Copy every line of the material exactly as it stands.

### Supplied data ###

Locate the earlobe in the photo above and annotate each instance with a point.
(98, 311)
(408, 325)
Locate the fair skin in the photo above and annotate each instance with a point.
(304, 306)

###

Answer space >>
Locate the earlobe in the photo above and annotate each instance with a point.
(98, 311)
(408, 325)
Locate the fair skin in the photo above and annotate each instance with a point.
(304, 306)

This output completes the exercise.